Supplied material:
Start of Block

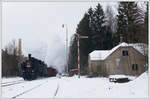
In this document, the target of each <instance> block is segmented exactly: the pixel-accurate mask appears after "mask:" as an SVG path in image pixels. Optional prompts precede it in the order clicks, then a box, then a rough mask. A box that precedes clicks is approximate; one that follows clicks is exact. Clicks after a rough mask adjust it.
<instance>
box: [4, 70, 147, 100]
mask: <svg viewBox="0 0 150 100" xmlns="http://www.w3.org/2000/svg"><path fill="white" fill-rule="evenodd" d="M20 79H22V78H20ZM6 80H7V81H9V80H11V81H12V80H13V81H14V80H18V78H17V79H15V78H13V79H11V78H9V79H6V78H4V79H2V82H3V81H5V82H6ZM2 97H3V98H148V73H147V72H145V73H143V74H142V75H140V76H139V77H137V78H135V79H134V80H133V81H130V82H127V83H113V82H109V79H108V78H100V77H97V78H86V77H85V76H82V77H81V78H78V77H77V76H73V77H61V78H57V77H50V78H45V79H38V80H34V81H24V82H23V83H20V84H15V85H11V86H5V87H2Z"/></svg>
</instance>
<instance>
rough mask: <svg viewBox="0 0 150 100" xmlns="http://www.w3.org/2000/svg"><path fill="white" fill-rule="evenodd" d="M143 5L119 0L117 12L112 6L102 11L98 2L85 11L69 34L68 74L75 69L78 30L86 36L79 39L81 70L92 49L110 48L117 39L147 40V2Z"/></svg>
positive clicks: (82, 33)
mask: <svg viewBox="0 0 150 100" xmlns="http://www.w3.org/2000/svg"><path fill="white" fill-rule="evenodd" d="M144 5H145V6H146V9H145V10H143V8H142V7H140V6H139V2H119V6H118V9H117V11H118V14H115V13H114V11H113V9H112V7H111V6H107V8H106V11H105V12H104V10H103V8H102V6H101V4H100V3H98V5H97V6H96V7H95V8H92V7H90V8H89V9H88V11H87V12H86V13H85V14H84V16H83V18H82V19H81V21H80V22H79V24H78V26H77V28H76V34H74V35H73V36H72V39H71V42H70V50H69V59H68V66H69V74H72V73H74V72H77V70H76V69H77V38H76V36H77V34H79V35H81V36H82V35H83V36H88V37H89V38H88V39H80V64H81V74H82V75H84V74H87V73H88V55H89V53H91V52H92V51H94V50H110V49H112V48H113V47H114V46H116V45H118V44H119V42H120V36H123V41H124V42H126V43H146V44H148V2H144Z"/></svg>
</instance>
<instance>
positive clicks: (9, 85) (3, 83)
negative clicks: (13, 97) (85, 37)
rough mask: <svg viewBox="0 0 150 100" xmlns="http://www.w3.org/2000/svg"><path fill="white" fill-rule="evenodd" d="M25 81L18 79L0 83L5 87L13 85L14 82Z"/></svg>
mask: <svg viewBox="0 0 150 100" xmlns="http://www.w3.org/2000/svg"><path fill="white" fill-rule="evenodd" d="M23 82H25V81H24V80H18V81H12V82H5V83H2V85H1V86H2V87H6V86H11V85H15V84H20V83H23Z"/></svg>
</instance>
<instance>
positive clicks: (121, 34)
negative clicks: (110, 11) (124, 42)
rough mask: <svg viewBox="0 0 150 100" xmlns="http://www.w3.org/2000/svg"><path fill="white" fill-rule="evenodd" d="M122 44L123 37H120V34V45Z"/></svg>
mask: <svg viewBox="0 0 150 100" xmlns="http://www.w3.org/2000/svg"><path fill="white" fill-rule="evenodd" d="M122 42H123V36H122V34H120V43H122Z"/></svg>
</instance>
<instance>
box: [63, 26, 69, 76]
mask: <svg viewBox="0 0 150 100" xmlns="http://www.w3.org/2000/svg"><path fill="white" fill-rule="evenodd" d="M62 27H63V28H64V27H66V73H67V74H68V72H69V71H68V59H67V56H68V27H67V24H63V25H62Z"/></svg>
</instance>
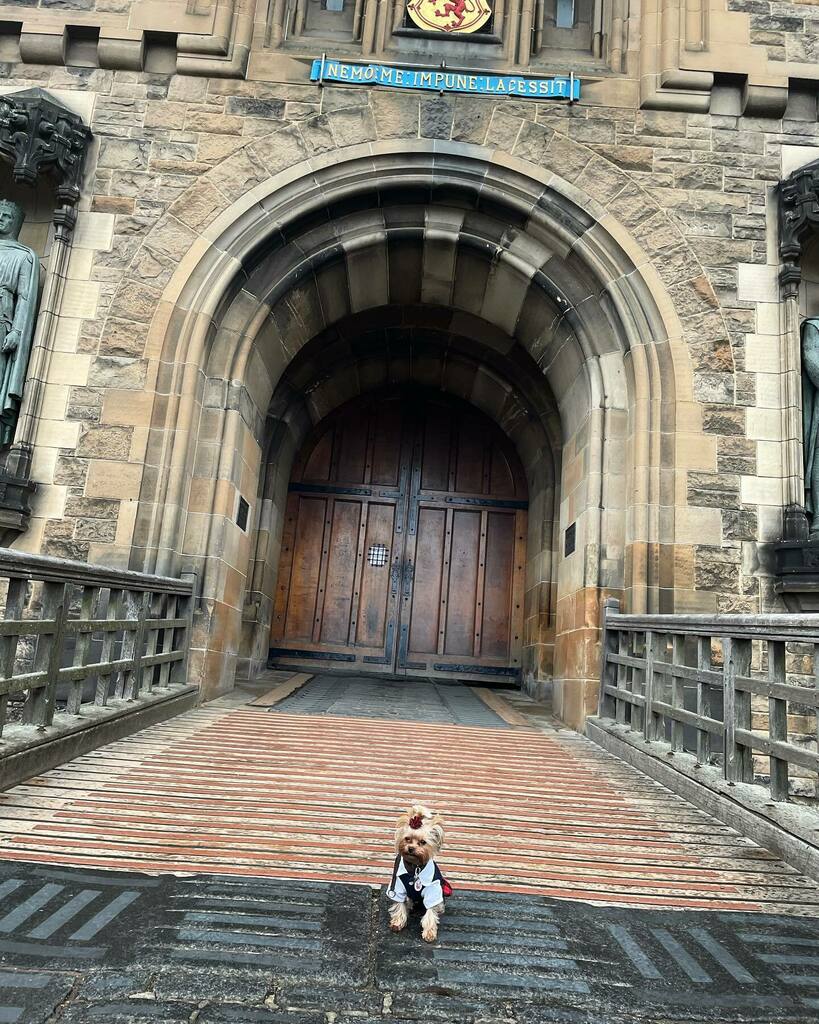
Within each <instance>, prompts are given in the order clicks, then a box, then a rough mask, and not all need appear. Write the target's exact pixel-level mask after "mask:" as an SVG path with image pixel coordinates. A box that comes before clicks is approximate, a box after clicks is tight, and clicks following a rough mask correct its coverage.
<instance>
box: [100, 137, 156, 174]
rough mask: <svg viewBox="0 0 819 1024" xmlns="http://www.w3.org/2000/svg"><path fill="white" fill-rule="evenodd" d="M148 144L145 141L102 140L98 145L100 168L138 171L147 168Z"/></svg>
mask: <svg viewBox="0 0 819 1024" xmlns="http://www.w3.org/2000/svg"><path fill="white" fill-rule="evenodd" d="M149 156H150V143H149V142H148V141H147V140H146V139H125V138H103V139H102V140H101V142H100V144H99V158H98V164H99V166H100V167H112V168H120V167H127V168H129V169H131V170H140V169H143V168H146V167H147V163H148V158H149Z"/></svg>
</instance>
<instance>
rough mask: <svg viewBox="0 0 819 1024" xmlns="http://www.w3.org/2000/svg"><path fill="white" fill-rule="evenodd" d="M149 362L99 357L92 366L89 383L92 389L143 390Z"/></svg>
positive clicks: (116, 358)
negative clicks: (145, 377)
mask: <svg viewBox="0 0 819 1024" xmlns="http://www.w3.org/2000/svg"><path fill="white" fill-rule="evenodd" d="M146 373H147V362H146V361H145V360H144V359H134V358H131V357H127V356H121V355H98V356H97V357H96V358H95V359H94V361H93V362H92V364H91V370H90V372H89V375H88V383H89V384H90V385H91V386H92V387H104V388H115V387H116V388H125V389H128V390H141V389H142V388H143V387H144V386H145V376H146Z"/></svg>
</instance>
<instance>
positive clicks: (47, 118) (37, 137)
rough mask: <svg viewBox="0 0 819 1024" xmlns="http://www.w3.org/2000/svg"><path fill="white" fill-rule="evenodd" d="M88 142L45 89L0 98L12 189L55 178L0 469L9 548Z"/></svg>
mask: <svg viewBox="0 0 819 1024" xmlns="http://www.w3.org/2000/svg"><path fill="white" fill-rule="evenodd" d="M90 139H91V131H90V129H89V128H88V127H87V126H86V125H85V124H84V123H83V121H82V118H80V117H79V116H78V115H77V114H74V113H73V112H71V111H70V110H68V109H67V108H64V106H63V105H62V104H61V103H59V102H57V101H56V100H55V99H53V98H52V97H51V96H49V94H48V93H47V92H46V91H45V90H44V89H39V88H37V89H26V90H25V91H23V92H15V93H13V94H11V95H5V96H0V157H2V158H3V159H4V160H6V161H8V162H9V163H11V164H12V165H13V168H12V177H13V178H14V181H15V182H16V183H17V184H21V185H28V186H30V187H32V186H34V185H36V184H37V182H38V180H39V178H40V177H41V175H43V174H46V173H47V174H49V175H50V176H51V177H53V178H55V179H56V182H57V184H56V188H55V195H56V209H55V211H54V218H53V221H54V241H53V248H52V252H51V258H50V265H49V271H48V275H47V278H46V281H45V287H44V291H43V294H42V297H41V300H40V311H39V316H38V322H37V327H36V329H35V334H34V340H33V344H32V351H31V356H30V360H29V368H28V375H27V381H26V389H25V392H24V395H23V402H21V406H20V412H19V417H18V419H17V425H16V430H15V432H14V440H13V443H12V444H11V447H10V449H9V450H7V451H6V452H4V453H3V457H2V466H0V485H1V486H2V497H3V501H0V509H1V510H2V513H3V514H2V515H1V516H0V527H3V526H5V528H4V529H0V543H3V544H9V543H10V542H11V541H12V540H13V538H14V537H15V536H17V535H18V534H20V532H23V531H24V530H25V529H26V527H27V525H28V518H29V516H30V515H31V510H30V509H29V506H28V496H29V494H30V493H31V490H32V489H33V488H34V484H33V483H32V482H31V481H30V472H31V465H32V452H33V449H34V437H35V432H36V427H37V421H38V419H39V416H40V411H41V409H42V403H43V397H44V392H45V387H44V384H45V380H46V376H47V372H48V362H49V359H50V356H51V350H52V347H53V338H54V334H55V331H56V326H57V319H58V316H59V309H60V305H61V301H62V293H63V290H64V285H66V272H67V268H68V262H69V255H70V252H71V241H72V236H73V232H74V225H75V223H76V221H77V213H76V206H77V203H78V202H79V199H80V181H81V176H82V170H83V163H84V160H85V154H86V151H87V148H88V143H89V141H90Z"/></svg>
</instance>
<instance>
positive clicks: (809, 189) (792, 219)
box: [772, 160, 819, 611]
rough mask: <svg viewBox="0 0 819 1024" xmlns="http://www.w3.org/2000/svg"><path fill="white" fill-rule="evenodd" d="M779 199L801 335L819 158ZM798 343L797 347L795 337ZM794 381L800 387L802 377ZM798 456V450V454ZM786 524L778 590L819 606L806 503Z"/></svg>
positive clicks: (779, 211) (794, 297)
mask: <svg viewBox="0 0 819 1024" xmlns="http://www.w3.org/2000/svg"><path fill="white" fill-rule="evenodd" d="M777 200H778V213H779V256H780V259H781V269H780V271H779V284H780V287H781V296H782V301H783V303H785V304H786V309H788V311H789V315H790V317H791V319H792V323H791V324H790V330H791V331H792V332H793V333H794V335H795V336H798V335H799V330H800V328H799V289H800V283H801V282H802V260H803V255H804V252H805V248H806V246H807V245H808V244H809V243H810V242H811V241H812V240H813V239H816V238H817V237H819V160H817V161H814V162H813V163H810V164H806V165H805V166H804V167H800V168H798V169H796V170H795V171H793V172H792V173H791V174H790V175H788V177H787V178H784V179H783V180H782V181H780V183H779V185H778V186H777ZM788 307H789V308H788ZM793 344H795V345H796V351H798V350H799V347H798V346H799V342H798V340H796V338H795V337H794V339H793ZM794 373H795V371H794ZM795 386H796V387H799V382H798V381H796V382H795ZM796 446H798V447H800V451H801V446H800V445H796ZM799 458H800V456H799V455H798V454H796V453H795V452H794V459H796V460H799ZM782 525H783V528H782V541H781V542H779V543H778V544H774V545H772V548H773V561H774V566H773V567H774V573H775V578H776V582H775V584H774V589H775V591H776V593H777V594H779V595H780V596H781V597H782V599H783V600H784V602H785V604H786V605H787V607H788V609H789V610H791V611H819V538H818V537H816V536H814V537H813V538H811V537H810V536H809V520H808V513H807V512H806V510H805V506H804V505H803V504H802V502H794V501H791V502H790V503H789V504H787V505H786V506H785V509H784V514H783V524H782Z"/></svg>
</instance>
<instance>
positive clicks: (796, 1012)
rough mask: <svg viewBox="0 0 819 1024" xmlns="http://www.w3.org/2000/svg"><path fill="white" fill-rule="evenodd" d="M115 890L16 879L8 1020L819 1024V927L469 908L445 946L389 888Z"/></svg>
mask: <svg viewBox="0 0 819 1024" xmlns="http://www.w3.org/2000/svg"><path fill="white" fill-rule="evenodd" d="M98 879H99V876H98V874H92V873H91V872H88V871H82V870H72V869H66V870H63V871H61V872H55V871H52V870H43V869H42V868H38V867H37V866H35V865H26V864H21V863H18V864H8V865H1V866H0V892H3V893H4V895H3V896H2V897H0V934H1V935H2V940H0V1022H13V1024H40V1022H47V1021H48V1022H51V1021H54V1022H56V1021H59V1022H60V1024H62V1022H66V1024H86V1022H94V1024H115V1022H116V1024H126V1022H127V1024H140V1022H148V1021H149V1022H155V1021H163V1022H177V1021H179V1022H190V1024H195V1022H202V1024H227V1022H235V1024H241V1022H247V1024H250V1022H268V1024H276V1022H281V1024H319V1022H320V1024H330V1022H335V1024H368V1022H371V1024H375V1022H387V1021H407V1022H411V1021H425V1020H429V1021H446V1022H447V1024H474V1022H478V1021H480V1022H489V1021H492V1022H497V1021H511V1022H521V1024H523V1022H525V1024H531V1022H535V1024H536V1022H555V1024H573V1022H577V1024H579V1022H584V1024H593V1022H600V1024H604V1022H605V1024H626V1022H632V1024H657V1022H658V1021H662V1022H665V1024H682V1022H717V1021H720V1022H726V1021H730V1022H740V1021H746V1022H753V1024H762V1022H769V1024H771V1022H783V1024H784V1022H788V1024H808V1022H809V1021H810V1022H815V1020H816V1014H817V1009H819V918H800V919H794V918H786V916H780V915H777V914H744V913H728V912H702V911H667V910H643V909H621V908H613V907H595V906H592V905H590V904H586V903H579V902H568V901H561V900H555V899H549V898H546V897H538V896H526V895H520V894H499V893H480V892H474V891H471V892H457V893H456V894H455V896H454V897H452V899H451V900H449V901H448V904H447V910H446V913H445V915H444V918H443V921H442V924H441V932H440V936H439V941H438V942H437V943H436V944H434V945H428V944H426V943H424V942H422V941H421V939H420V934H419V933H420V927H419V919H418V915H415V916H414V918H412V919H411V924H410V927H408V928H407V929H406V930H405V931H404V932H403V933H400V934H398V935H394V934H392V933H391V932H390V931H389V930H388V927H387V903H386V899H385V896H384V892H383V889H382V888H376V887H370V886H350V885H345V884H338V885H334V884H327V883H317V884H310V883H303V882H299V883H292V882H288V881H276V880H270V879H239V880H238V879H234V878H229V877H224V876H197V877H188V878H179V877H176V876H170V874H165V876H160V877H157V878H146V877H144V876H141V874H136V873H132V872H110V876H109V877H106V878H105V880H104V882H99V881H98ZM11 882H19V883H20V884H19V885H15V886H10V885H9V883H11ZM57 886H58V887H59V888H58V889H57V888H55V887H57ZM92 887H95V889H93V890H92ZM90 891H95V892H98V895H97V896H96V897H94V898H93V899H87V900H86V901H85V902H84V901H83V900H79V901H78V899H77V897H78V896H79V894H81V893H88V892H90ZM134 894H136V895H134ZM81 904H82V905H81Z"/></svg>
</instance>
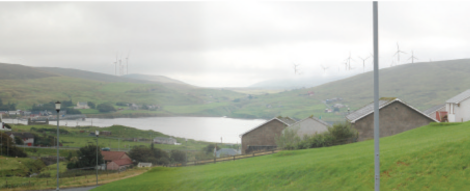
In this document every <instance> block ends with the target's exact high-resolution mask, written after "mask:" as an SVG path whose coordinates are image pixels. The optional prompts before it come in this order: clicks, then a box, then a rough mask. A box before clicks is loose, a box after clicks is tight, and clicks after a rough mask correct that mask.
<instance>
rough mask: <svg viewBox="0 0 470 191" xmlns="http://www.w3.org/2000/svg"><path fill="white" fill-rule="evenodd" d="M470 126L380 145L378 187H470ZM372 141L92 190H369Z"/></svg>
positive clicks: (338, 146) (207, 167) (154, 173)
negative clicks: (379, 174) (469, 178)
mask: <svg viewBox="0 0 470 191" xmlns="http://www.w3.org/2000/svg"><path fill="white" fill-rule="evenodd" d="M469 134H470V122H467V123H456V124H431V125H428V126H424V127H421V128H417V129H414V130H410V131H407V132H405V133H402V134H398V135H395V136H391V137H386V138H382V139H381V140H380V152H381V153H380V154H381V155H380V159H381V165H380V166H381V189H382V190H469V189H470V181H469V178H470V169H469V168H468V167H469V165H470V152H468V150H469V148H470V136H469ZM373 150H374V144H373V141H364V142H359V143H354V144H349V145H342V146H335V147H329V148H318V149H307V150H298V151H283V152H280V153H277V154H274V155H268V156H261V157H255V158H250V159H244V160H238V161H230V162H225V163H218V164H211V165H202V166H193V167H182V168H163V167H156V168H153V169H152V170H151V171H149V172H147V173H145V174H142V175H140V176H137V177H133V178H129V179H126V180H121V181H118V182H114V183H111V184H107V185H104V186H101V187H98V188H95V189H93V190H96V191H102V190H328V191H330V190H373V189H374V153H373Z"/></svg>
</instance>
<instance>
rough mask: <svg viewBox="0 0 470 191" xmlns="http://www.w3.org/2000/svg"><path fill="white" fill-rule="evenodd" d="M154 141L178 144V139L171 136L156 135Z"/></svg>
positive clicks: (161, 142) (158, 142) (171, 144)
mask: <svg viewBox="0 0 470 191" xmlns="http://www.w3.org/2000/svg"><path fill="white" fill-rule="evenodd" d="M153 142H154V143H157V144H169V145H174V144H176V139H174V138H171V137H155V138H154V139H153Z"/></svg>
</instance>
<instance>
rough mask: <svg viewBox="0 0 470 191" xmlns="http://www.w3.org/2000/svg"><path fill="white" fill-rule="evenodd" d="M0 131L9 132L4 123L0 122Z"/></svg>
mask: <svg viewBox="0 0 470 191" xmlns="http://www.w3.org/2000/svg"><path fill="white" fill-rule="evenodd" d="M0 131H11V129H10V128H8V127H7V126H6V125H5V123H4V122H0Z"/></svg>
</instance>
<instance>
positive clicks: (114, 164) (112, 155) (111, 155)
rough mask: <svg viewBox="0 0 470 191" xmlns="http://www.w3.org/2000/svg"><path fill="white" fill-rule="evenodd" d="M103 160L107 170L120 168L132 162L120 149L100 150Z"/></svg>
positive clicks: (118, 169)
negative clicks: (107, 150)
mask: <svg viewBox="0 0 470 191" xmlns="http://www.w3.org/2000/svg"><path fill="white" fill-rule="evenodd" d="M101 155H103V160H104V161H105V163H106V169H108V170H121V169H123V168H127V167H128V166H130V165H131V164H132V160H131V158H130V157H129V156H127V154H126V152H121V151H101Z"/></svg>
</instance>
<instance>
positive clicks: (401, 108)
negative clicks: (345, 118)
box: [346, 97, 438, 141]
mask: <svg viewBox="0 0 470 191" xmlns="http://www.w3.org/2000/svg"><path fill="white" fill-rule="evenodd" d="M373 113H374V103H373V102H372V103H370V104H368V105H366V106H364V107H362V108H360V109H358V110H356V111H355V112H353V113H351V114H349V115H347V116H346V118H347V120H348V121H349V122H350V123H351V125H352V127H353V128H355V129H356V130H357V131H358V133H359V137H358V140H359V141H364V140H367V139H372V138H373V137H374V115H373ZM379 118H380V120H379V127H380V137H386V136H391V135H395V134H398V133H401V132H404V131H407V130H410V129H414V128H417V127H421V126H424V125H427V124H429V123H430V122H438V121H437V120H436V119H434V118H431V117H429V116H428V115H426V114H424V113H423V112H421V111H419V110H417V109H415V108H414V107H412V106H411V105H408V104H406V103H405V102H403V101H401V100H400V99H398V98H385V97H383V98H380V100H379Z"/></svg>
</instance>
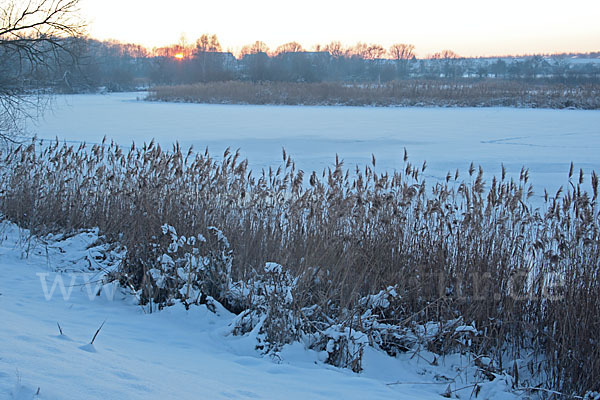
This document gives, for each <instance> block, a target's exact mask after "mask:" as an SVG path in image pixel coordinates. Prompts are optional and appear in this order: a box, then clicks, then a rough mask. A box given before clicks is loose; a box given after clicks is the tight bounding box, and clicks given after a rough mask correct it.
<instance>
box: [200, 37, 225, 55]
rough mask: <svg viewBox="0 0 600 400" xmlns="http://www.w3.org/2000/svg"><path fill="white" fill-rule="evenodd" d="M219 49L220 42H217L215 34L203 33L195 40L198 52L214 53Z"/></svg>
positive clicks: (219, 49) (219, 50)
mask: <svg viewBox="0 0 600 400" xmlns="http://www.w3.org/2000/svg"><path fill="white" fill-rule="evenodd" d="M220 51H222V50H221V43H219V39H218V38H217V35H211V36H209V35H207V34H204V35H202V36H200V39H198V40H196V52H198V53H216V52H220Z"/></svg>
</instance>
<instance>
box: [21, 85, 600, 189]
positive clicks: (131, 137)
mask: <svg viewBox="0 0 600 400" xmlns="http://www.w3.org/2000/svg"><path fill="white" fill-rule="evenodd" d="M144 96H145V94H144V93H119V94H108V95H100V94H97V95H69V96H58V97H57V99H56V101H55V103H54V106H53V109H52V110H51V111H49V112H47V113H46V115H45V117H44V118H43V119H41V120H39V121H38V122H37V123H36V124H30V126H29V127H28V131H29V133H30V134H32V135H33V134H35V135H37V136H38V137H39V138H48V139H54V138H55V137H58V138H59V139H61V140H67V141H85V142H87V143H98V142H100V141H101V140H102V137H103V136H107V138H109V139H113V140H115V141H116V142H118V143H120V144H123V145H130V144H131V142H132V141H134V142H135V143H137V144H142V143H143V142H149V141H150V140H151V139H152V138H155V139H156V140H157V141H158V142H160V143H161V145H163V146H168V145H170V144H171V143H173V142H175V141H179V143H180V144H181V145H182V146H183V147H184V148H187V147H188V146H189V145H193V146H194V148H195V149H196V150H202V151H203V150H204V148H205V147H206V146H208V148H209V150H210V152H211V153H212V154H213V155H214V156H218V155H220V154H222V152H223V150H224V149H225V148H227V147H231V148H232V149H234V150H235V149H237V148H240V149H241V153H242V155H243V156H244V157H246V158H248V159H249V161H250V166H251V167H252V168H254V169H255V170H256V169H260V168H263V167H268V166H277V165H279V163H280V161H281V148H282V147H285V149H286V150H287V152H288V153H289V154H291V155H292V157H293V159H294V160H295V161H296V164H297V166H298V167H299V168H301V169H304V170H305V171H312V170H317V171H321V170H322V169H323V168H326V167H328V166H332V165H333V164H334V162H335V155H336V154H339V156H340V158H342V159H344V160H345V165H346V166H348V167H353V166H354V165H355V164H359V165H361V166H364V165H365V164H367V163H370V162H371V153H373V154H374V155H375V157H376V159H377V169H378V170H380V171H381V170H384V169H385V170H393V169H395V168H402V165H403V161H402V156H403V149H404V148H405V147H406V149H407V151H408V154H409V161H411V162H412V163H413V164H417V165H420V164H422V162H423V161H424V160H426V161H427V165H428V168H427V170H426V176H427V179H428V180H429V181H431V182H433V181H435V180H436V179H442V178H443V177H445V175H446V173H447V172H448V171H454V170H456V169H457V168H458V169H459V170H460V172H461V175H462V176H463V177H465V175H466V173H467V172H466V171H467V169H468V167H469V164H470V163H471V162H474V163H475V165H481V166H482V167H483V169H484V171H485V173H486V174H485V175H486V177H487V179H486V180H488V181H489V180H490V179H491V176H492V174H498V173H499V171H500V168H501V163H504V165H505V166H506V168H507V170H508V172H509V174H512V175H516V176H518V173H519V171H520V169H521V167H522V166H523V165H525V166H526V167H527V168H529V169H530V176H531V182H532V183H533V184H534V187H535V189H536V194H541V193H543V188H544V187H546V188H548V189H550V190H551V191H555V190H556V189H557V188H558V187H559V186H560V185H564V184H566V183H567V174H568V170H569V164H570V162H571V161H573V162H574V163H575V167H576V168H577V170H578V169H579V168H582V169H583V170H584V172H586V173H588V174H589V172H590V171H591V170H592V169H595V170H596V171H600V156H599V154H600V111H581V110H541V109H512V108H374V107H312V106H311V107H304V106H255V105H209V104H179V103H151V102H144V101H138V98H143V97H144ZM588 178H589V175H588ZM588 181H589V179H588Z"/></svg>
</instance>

End of Block

What you should do:
Pull every line containing "pixels" from the entries above and copy it.

Answer for the task:
In this document, the target of each <instance> block is segmented exactly: the pixel-accurate mask appears after "mask:" as an SVG path in image pixels. Optional prompts precede it in the order clicks, then a box, then a rough mask. A box that precedes clicks is approximate; one that follows clicks is exact. Clicks after a rough mask adjust it.
In this document every <instance> block ends with the target's exact high-resolution mask, written after "mask:" as an SVG path whose coordinates are image pixels. The optional prompts before it come in this order: clicks, then a box, then a rough mask. A box before clicks is loose, a box after clicks is tight, and clicks after a rough mask correct that mask.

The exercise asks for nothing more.